### [Short exercise]
Convert the data starting at the line that contains "Draw the outline of every instance of the tulip" and ending at the line that contains "164L141 49L130 43L89" into a two-column CSV with the columns instruction and svg. Each row should pair a text with its answer, each in one quoted field with line breaks turned into spaces, and the pictures left out.

### [Boundary annotation data]
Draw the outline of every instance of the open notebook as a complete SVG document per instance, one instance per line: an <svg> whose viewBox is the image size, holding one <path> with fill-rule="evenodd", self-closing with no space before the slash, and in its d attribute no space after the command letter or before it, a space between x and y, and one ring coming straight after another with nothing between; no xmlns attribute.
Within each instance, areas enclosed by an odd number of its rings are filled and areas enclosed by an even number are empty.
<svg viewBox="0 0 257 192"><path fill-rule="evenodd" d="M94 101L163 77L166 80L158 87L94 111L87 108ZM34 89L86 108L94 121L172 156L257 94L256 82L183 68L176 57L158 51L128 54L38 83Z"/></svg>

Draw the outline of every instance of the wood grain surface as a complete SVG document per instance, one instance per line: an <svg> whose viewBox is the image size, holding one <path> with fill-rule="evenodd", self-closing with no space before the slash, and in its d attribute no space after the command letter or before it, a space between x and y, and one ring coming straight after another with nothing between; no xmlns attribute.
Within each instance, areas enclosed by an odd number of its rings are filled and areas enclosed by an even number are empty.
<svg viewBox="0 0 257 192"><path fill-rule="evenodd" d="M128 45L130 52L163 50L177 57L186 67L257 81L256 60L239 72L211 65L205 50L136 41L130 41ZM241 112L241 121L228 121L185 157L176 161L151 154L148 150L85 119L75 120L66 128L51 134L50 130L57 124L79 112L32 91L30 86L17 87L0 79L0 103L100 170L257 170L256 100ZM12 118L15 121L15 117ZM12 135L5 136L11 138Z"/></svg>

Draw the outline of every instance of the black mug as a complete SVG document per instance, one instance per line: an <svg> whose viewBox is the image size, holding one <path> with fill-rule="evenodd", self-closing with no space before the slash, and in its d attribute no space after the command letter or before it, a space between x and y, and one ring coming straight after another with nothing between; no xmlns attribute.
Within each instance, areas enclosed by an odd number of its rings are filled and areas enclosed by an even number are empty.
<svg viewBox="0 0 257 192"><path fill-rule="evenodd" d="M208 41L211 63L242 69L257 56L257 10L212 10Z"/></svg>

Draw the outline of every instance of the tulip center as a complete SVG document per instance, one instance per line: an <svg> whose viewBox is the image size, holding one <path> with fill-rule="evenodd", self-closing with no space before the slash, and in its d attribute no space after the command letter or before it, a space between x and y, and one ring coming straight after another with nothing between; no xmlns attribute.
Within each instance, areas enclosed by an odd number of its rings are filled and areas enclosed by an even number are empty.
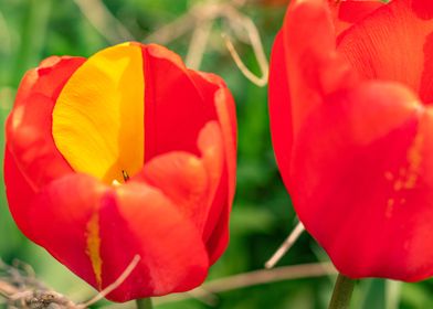
<svg viewBox="0 0 433 309"><path fill-rule="evenodd" d="M144 164L141 49L130 43L89 57L63 87L53 110L54 142L76 172L123 183Z"/></svg>

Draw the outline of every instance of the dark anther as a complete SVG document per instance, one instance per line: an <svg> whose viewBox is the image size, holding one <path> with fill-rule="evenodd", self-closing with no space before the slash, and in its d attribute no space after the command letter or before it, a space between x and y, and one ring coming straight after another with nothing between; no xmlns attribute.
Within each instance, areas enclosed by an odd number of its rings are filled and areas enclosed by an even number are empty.
<svg viewBox="0 0 433 309"><path fill-rule="evenodd" d="M125 170L122 170L122 175L124 177L125 182L129 180L129 175Z"/></svg>

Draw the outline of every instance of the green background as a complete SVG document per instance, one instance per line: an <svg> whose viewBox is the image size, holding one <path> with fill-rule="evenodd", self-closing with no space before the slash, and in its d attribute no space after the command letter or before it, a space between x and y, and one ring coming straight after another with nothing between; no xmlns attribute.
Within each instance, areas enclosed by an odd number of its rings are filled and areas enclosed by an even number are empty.
<svg viewBox="0 0 433 309"><path fill-rule="evenodd" d="M50 55L89 56L122 41L116 23L95 29L87 14L73 0L0 0L0 117L1 130L24 72ZM83 1L81 1L83 2ZM88 1L88 3L93 2ZM99 1L97 1L99 2ZM215 1L214 1L215 2ZM265 2L265 1L262 1ZM181 17L196 4L186 0L106 0L101 2L137 41ZM284 17L284 6L249 3L241 9L257 25L267 56ZM224 77L233 92L239 116L239 169L236 198L231 217L231 242L223 257L211 268L208 281L262 269L264 262L296 224L289 196L281 181L271 145L266 87L250 83L229 55L222 32L230 33L224 20L216 20L205 45L202 71ZM183 58L191 31L167 45ZM260 73L251 46L235 41L245 64ZM0 135L3 147L3 131ZM1 151L2 153L2 151ZM1 177L2 179L2 177ZM18 231L0 190L0 257L30 264L38 277L74 301L94 291L81 279L33 245ZM29 219L31 220L31 219ZM278 264L297 265L327 260L315 241L304 234ZM326 308L335 276L267 283L218 294L216 308ZM211 308L197 299L157 305L157 308ZM172 299L171 299L172 300ZM107 306L99 302L97 306ZM129 306L130 307L130 306ZM352 308L433 308L433 281L400 284L366 279L355 290Z"/></svg>

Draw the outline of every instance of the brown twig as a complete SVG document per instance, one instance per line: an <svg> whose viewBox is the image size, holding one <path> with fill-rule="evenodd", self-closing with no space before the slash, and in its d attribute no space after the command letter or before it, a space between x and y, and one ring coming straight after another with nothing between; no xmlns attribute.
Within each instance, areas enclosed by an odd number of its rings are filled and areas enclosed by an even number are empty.
<svg viewBox="0 0 433 309"><path fill-rule="evenodd" d="M263 87L267 84L268 62L257 28L247 15L240 12L240 9L245 3L245 0L239 0L232 3L229 1L208 1L204 4L198 3L173 22L148 35L145 39L145 42L167 44L191 31L192 36L187 56L187 65L192 68L199 68L205 47L209 46L207 43L212 25L218 19L222 19L228 22L230 30L235 34L237 40L252 46L262 74L261 76L257 76L246 67L242 57L236 52L234 44L229 39L229 35L223 34L228 51L233 57L236 66L252 83ZM243 31L245 31L246 36L243 35Z"/></svg>
<svg viewBox="0 0 433 309"><path fill-rule="evenodd" d="M334 274L338 273L331 263L313 263L283 266L274 269L262 269L239 274L226 278L215 279L203 284L201 287L193 289L188 294L177 294L161 297L159 299L156 299L155 303L175 302L189 298L203 299L203 296L205 296L207 299L210 300L209 296L213 296L210 302L215 305L215 294L256 285L272 284L291 279L321 277Z"/></svg>
<svg viewBox="0 0 433 309"><path fill-rule="evenodd" d="M279 262L279 259L292 248L292 246L296 243L296 241L299 238L304 231L304 224L299 222L291 232L291 234L288 234L287 238L279 246L279 248L265 263L265 267L267 269L273 268Z"/></svg>

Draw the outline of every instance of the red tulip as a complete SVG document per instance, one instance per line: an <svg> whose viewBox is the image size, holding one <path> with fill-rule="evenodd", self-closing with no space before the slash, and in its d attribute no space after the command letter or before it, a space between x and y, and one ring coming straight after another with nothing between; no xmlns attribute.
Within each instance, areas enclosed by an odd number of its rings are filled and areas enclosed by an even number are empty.
<svg viewBox="0 0 433 309"><path fill-rule="evenodd" d="M294 0L272 55L277 162L346 276L433 276L433 2Z"/></svg>
<svg viewBox="0 0 433 309"><path fill-rule="evenodd" d="M228 245L235 110L223 81L158 45L50 57L7 122L4 179L21 231L108 298L189 290Z"/></svg>

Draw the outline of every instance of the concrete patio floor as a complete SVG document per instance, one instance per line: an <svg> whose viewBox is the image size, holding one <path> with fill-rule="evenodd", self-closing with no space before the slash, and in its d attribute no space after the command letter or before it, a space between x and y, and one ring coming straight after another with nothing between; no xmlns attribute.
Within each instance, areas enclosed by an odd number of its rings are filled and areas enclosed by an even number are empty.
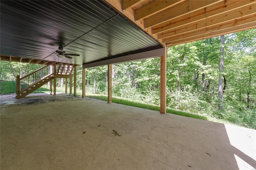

### [Exercise result]
instruction,svg
"Draw the outline of every instance of the tulip center as a complete SVG document per instance, one instance per line: an <svg> whose viewBox is the image size, holding one <path> with fill-rule=""evenodd"", self-closing with no space before the slash, and in its d attribute no space after the command letter or before it, a space between x and y, and one ring coming straight after another with nothing between; no xmlns attribute. Within each instance, areas enclosed by an odd number of its rings are filled and areas enclosed by an even number are empty.","<svg viewBox=""0 0 433 309""><path fill-rule=""evenodd"" d=""M144 164L141 49L130 43L89 57L63 87L53 110L54 142L76 172L123 183Z""/></svg>"